> [The task]
Rewrite the records starting with the line containing "of the electrical" and going on through the end of the records, putting "two-story residential building" in place of "two-story apartment building" and leaving everything else unchanged.
..........
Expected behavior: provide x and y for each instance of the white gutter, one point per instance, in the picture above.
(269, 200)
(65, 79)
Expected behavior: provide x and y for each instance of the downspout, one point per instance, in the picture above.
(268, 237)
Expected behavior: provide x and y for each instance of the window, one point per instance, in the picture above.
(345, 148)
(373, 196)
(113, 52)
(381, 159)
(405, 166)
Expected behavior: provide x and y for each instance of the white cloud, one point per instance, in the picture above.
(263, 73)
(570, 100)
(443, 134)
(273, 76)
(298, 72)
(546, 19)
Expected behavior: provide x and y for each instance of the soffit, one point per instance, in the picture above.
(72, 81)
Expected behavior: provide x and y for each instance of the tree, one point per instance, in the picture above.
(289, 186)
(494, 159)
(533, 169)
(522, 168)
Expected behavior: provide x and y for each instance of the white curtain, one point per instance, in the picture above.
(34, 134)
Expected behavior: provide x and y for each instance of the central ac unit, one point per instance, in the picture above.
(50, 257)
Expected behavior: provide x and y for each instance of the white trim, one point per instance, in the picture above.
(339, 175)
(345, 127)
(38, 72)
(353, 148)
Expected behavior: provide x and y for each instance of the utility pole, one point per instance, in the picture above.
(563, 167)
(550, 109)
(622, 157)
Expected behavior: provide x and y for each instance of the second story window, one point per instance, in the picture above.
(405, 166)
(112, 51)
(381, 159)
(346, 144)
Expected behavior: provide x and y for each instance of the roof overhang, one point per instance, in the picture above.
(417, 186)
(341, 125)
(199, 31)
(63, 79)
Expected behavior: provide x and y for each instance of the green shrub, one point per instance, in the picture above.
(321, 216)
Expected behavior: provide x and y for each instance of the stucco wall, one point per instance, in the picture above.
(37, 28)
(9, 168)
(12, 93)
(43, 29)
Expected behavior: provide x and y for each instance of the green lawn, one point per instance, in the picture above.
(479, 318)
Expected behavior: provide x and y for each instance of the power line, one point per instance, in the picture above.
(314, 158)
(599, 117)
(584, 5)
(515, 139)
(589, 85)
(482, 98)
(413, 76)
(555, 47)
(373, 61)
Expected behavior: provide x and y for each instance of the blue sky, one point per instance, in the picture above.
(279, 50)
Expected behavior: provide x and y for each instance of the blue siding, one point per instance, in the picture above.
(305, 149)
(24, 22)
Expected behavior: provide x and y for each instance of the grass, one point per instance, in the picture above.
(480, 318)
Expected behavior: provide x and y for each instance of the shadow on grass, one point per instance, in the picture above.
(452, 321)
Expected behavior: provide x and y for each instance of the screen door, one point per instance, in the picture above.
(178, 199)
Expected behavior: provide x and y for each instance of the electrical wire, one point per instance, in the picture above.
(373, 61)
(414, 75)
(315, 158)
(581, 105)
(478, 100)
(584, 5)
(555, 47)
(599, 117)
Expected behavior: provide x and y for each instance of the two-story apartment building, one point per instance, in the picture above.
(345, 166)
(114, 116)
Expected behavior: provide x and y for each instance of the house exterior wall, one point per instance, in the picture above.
..........
> [Solved problem]
Expected behavior: provide x and y for each instance of the electrical wire, one point per instance, in the picture above.
(373, 61)
(414, 75)
(315, 158)
(581, 105)
(478, 100)
(584, 5)
(555, 47)
(599, 117)
Expected behavior: provide x and y for each instance of the two-story residential building, one point per instance, in the picture above.
(345, 166)
(114, 116)
Expected behavior: provide x and y for each instance of the house exterior wall, one point per instance, in the picture above.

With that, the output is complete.